__Required action__.
Extract the complete data exactly as given.

__The data__.
[Start of Attachment]

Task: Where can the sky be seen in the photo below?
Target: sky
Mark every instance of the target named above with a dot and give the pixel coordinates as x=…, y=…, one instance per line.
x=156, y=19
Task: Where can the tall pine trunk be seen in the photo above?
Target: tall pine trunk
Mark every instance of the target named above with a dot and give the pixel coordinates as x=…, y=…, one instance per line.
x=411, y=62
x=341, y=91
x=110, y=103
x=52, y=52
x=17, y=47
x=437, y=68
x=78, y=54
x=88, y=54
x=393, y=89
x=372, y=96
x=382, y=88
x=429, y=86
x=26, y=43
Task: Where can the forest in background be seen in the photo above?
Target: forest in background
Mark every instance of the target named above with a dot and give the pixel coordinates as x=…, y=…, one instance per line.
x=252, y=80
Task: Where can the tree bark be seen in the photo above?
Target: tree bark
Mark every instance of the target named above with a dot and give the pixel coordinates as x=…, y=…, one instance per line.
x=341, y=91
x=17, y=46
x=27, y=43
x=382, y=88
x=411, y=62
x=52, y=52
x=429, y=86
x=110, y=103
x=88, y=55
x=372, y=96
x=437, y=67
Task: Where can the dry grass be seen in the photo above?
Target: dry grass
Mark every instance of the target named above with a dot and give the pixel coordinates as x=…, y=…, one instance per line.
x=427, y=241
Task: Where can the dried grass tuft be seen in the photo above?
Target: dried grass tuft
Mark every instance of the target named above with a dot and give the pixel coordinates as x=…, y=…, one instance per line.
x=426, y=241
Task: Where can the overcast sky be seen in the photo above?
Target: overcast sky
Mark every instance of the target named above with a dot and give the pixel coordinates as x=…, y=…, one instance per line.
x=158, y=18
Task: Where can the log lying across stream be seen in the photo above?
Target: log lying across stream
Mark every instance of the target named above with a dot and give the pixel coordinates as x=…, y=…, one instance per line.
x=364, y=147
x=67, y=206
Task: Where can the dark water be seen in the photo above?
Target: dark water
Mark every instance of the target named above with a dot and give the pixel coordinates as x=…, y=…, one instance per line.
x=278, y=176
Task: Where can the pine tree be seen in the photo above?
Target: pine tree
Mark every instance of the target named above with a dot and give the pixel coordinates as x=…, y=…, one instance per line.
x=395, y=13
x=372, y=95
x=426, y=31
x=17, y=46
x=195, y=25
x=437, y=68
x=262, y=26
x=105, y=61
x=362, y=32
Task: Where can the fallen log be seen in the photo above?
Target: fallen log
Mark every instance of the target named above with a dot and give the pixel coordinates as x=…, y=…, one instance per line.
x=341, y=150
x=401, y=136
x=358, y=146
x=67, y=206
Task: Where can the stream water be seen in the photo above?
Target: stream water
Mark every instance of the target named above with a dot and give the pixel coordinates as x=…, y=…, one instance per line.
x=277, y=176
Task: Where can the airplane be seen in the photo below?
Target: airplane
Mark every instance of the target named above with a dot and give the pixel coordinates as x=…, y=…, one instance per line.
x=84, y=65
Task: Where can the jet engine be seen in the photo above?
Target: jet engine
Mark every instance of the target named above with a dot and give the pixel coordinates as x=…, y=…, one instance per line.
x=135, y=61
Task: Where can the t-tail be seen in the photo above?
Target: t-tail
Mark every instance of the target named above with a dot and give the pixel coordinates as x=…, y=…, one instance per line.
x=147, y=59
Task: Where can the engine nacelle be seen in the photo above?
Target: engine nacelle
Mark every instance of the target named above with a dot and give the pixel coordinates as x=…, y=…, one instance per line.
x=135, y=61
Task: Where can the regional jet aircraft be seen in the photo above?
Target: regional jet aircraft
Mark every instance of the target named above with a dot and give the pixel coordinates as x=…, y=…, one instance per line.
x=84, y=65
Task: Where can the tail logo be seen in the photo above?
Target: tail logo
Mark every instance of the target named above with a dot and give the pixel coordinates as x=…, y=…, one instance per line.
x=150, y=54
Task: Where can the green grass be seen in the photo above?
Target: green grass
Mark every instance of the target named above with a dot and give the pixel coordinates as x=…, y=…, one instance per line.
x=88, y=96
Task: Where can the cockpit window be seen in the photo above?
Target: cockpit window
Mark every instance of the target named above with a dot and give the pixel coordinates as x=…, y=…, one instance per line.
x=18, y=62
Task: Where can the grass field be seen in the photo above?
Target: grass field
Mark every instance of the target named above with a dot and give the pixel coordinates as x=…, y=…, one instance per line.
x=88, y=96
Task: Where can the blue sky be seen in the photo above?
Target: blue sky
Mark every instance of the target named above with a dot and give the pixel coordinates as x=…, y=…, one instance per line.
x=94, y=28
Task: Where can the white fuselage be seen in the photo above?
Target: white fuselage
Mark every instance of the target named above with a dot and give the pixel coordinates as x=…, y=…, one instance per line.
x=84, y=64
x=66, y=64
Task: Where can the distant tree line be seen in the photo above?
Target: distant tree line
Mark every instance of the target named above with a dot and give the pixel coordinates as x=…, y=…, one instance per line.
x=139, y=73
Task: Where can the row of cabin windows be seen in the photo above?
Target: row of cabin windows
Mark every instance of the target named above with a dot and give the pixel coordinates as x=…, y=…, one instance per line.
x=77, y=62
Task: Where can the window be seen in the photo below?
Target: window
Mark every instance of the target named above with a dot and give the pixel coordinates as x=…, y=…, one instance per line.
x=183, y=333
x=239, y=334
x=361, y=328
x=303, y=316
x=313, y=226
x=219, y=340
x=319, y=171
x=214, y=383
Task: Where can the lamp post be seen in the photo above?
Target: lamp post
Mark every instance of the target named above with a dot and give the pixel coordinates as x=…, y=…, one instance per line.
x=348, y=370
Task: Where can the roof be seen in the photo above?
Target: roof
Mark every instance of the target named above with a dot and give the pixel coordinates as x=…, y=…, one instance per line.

[End of Attachment]

__Answer__.
Task: Where can the sky be seen in the photo below?
Target: sky
Mark every instance of the target named above with a dot and give the pixel coordinates as x=…, y=…, one instance per line.
x=156, y=19
Task: Where can the tall pine trunk be seen in the photo above?
Target: tall pine trunk
Mark every instance of the target named above with a dot and give the pixel coordinates as x=…, y=…, one instance per line.
x=411, y=62
x=341, y=91
x=110, y=103
x=52, y=52
x=17, y=47
x=437, y=68
x=78, y=54
x=88, y=54
x=393, y=89
x=372, y=96
x=382, y=88
x=429, y=86
x=26, y=43
Task: Where can the forest in background be seen in the photo above?
Target: forest in background
Mark every instance of the target named above with a dot and give the pixel coordinates as x=…, y=…, one instance per line.
x=252, y=80
Task: Where can the tree bark be seen in the photo above?
Target: tree bark
Mark every instance of the target named above with a dot and give the pixel coordinates as x=…, y=…, one instance per line.
x=341, y=91
x=17, y=46
x=27, y=43
x=382, y=88
x=411, y=62
x=52, y=52
x=429, y=86
x=110, y=103
x=88, y=55
x=372, y=96
x=437, y=67
Task: Where can the dry grass be seen in the photo above?
Target: dry grass
Mark every instance of the target named above with a dot and give the pixel coordinates as x=…, y=…, one instance per line.
x=427, y=241
Task: Where can the dried grass tuft be seen in the photo above?
Target: dried grass tuft
Mark every instance of the target named above with a dot and give the pixel coordinates as x=…, y=…, one instance per line.
x=426, y=241
Task: Where can the overcast sky be seen in the photo above?
Target: overcast sky
Mark every instance of the target named above with a dot and give the pixel coordinates as x=…, y=…, one instance per line.
x=158, y=18
Task: Where can the log lying across stream be seen in the photo above?
Target: log lying across stream
Mark every instance of the target named above with a dot and give the pixel coordinates as x=…, y=…, one instance per line.
x=364, y=147
x=67, y=206
Task: Where can the dark water be seen in the photo above?
Target: dark water
Mark every instance of the target named above with a dot and give the pixel coordinates as x=…, y=…, one instance per line.
x=278, y=176
Task: Where can the pine tree be seen in the photo above?
Target: pine tree
Mark every instance of the target named above with a dot and give the pixel coordinates as x=…, y=…, one instance per line.
x=395, y=13
x=372, y=95
x=426, y=31
x=17, y=46
x=195, y=25
x=437, y=68
x=262, y=26
x=105, y=61
x=362, y=32
Task: Where can the fallen log be seen in the photo above?
Target: fallen log
Mark every instance of the target named above with a dot and give the pixel coordinates as x=…, y=…, one instance per line.
x=341, y=150
x=401, y=136
x=358, y=146
x=67, y=206
Task: Where can the stream water be seen in the photo above?
Target: stream water
Mark every instance of the target named above with a dot and give the pixel coordinates as x=…, y=…, one instance per line.
x=277, y=176
Task: Where can the airplane be seen in the photo below?
Target: airplane
Mark every instance of the target named above with a dot and give the pixel coordinates as x=…, y=…, one instance per line.
x=84, y=65
Task: Where can the jet engine be seen in the photo above?
Target: jet engine
Mark every instance of the target named above with a dot and give the pixel coordinates as x=…, y=…, one instance per line.
x=135, y=61
Task: Where can the t-tail be seen in the photo above?
Target: t-tail
Mark every instance of the target named above with a dot and give the pixel coordinates as x=…, y=…, one instance per line.
x=147, y=59
Task: Where can the engine nacelle be seen in the photo above?
Target: engine nacelle
Mark every instance of the target named above with a dot and give the pixel coordinates as x=…, y=…, one instance per line.
x=135, y=61
Task: Where can the regional jet aircraft be seen in the photo above?
Target: regional jet aircraft
Mark every instance of the target named above with a dot and give the pixel coordinates as x=…, y=…, one instance per line.
x=84, y=65
Task: Where can the tail logo be seen in the photo above?
Target: tail logo
Mark every instance of the target named above with a dot and give the pixel coordinates as x=…, y=…, one instance per line.
x=150, y=54
Task: Where can the green grass be seen in the photo above?
Target: green grass
Mark every instance of the target named above with a dot and give the pixel coordinates as x=…, y=…, one instance per line.
x=88, y=96
Task: Where can the cockpit window be seen in the photo above?
Target: cockpit window
Mark every instance of the target named above with a dot and give the pixel coordinates as x=…, y=…, one instance per line.
x=18, y=62
Task: Where can the grass field be seen in the photo above?
Target: grass field
Mark every instance of the target named above with a dot and give the pixel coordinates as x=…, y=…, one instance per line.
x=88, y=96
Task: Where can the blue sky be seen in the photo above?
Target: blue sky
Mark every instance of the target named above with a dot and give the pixel coordinates as x=…, y=…, one instance per line.
x=94, y=28
Task: Where can the white fuselage be seen in the photo above?
Target: white fuselage
Mark every instance of the target named above with a dot and give the pixel coordinates as x=…, y=…, one instance per line.
x=84, y=64
x=66, y=64
Task: Where can the distant tree line be seen in the photo above?
Target: distant tree line
Mark every instance of the target named above with a dot and give the pixel coordinates as x=…, y=…, one instance per line.
x=139, y=73
Task: Where can the row of cabin windows be seen in the photo above?
Target: row of cabin windows
Mark every instance of the target named above with a dot and give the pixel coordinates as x=…, y=…, one instance per line.
x=77, y=62
Task: Where can the window be seen in the photo below?
Target: window
Mark every instance of the target named above with a dot and give the pixel coordinates as x=…, y=…, one instance per line.
x=183, y=333
x=239, y=334
x=361, y=328
x=303, y=316
x=313, y=226
x=219, y=340
x=319, y=171
x=214, y=383
Task: Where can the lamp post be seen in the photo above?
Target: lamp post
Mark every instance of the target named above with a dot and give the pixel coordinates as x=…, y=…, one instance per line.
x=348, y=370
Task: Where can the roof be seen in the photo above?
Target: roof
Mark every instance of the target named above with a dot and give the pixel coordinates as x=…, y=…, one instance per line.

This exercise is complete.